Supplied data Start Marker
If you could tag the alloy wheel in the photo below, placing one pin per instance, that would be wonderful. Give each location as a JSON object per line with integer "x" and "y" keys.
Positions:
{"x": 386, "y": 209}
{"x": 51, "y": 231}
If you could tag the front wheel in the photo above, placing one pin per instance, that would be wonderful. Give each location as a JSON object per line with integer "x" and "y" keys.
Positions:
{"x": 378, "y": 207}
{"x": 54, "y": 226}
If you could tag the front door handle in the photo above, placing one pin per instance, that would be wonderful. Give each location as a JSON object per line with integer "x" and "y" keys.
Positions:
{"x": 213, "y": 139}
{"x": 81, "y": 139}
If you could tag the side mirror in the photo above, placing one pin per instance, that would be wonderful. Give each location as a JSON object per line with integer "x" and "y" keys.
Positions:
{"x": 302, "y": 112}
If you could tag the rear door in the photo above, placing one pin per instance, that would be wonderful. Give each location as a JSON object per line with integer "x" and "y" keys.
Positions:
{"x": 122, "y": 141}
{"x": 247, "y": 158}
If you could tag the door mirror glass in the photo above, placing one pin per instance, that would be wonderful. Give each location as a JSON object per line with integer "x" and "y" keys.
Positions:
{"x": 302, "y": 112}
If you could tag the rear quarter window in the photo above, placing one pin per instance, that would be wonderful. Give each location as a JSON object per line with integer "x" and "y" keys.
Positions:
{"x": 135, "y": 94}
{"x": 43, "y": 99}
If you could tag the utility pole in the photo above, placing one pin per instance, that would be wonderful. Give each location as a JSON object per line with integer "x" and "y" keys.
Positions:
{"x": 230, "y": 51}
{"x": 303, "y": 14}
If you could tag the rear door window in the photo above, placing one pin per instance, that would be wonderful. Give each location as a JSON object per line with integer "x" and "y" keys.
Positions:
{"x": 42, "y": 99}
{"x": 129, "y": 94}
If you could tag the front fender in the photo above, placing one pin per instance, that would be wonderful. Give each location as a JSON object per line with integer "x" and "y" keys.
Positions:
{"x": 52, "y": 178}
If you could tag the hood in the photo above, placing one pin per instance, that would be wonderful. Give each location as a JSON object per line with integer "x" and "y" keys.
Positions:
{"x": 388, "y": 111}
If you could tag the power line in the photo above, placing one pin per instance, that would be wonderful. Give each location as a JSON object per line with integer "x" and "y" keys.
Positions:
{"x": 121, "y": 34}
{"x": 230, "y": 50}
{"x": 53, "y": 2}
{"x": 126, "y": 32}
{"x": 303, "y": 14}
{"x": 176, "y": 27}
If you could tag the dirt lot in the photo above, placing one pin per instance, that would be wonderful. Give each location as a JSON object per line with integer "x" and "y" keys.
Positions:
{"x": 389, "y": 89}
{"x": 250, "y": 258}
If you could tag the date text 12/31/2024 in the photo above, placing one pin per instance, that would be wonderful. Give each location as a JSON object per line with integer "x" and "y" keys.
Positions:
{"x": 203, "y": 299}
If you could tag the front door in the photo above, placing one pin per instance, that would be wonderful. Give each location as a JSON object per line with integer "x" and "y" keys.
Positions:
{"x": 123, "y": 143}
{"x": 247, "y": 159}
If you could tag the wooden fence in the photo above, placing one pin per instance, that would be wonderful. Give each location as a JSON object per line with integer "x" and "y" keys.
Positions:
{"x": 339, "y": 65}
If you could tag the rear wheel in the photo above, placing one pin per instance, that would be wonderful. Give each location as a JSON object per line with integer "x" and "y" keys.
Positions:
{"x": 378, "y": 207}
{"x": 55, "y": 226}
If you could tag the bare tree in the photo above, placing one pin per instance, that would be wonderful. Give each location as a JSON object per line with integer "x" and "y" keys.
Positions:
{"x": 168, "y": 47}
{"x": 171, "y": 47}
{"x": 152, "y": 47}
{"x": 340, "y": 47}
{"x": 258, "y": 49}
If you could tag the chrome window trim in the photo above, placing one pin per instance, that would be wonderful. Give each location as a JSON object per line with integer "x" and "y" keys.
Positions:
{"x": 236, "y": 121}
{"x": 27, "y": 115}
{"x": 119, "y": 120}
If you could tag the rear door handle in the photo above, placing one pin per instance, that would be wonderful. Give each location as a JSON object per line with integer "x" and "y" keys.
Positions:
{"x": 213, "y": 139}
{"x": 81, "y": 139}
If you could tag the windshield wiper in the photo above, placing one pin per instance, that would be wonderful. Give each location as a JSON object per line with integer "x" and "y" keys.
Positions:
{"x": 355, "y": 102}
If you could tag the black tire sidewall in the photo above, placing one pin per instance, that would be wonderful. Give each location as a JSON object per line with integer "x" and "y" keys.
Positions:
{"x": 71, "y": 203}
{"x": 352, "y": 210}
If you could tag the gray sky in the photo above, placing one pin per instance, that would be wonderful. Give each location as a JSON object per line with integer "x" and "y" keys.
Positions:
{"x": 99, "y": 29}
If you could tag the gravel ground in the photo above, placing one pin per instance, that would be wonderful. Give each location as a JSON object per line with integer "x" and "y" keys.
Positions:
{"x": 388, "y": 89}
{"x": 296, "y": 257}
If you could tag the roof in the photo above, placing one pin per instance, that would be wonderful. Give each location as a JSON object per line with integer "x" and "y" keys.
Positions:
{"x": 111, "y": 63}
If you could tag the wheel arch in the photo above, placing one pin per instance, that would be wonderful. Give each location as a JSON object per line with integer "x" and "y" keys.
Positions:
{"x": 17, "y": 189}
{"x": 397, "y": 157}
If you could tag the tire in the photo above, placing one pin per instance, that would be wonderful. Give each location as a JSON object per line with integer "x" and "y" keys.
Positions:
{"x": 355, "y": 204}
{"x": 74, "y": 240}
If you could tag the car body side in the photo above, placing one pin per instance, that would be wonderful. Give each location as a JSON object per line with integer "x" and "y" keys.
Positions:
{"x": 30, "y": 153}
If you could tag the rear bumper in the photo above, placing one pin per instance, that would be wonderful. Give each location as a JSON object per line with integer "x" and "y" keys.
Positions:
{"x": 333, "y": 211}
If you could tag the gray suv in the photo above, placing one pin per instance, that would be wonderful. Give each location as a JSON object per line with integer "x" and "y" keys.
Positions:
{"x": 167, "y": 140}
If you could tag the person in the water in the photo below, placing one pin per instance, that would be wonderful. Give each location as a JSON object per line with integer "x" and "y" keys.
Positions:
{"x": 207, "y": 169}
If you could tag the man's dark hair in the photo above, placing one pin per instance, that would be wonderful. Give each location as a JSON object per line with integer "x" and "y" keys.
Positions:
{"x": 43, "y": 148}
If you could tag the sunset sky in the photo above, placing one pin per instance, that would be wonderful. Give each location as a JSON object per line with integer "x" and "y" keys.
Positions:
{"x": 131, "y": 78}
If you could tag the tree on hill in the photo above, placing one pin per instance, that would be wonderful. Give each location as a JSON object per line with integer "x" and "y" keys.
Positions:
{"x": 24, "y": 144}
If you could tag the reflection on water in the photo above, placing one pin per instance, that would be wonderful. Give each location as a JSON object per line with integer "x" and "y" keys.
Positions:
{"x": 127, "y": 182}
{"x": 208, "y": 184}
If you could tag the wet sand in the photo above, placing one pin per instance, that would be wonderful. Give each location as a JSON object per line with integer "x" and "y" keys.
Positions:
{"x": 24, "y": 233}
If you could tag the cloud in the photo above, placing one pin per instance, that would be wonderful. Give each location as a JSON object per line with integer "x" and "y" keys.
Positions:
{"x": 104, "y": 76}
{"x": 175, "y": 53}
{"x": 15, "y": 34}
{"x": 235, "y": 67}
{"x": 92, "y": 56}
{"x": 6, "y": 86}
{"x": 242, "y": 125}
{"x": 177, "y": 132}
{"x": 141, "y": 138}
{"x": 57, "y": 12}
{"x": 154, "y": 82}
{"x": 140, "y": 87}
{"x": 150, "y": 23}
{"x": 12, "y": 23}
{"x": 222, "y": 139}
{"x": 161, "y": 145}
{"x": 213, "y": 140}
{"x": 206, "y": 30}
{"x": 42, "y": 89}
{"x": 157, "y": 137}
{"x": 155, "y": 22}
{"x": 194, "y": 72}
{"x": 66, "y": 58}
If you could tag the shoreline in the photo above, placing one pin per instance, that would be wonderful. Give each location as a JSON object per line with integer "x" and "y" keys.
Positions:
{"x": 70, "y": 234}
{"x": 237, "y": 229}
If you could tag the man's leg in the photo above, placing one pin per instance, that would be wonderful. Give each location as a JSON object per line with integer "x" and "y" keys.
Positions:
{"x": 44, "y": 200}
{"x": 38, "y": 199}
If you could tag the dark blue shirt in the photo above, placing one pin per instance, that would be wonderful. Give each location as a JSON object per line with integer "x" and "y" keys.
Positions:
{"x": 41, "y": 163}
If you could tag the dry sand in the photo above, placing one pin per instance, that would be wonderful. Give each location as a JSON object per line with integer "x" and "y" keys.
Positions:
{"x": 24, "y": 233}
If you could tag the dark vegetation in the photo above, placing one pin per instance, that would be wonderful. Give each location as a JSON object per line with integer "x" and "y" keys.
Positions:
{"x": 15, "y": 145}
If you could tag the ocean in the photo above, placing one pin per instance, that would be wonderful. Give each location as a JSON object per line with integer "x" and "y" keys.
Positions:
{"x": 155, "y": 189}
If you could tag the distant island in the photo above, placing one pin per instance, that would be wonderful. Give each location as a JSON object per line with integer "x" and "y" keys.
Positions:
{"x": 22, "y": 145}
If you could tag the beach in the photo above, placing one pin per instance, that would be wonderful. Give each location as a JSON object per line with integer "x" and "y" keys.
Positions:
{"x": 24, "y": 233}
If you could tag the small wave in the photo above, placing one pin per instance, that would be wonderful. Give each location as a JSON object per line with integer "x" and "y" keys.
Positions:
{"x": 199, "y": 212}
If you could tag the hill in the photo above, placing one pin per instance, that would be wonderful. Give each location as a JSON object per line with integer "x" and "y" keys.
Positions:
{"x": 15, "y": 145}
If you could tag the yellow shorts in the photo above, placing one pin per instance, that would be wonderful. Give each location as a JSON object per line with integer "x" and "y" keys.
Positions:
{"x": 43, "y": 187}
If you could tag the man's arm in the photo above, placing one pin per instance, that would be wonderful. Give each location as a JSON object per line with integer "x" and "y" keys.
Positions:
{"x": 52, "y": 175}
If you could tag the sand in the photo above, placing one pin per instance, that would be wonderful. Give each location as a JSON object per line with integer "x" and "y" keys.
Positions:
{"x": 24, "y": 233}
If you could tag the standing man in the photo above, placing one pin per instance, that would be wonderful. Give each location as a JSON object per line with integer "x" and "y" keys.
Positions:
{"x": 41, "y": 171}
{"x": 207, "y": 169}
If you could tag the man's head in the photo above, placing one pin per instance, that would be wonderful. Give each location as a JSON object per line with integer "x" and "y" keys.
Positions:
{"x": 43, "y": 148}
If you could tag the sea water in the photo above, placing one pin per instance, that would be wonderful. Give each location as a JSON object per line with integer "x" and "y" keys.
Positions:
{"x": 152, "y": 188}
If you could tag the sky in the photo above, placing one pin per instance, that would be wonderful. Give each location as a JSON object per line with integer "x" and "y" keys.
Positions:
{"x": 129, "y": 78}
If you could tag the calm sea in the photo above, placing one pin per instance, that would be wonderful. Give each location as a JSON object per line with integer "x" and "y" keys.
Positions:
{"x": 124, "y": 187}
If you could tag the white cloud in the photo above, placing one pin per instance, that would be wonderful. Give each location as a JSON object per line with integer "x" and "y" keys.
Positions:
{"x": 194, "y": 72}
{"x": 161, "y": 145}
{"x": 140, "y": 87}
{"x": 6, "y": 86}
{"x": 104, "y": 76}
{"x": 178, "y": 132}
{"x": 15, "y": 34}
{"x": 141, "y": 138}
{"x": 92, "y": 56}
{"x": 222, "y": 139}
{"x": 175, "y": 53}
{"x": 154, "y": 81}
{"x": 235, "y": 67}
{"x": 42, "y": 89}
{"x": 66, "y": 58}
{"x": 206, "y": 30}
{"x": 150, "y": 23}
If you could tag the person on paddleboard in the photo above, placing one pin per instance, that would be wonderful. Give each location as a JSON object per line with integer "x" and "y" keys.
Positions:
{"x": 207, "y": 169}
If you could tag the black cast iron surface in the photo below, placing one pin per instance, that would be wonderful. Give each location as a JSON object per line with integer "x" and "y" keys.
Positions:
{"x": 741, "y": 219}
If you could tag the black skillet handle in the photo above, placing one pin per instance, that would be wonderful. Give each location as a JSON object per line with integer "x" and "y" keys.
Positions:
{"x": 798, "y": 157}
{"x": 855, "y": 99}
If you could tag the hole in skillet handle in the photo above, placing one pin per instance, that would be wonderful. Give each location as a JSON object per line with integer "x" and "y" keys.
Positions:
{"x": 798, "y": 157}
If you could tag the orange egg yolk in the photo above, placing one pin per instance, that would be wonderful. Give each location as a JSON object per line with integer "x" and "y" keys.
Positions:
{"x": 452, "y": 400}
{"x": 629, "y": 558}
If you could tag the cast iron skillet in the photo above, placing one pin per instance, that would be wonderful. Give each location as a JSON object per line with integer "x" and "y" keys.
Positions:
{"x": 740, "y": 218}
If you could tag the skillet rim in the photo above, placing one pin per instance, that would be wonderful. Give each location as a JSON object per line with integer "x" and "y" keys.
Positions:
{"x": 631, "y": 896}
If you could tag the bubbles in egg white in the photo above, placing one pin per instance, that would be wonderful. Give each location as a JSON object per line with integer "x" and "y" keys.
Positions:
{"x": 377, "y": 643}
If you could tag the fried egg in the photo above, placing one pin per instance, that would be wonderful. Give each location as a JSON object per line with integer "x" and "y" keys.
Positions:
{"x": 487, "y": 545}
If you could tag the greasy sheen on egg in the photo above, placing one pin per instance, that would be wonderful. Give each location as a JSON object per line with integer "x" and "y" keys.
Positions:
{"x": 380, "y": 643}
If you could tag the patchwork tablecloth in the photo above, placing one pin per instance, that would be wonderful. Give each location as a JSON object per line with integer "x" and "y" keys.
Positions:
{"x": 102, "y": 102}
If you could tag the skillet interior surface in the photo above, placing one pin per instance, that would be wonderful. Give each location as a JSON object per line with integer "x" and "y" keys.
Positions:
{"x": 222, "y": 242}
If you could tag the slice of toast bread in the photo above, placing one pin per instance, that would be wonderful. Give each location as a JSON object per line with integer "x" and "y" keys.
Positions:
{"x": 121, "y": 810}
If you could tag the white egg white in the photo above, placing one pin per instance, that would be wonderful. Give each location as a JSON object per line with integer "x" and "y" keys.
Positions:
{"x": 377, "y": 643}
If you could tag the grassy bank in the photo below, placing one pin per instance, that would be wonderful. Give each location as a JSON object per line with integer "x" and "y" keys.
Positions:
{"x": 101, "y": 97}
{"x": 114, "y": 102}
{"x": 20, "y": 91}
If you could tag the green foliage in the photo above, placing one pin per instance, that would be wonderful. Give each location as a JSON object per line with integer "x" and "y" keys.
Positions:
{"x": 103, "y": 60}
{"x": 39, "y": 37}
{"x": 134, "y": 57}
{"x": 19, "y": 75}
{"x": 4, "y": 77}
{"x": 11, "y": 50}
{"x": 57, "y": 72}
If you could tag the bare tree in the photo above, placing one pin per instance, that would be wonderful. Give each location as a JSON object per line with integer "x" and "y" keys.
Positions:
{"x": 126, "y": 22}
Supplied data End Marker
What to do: The answer must consist of each line from the entries that contains the string "gray".

Exercise response:
If you could tag the gray sky in the photo above, placing one pin per instance, that would be wonderful. Give each location as a JSON object per line with integer "x" and "y" keys.
If you could tag the gray suv in the photo above, placing one pin per instance, that would be wonderful. Give each location as a JSON object per line with integer "x" and "y" keys.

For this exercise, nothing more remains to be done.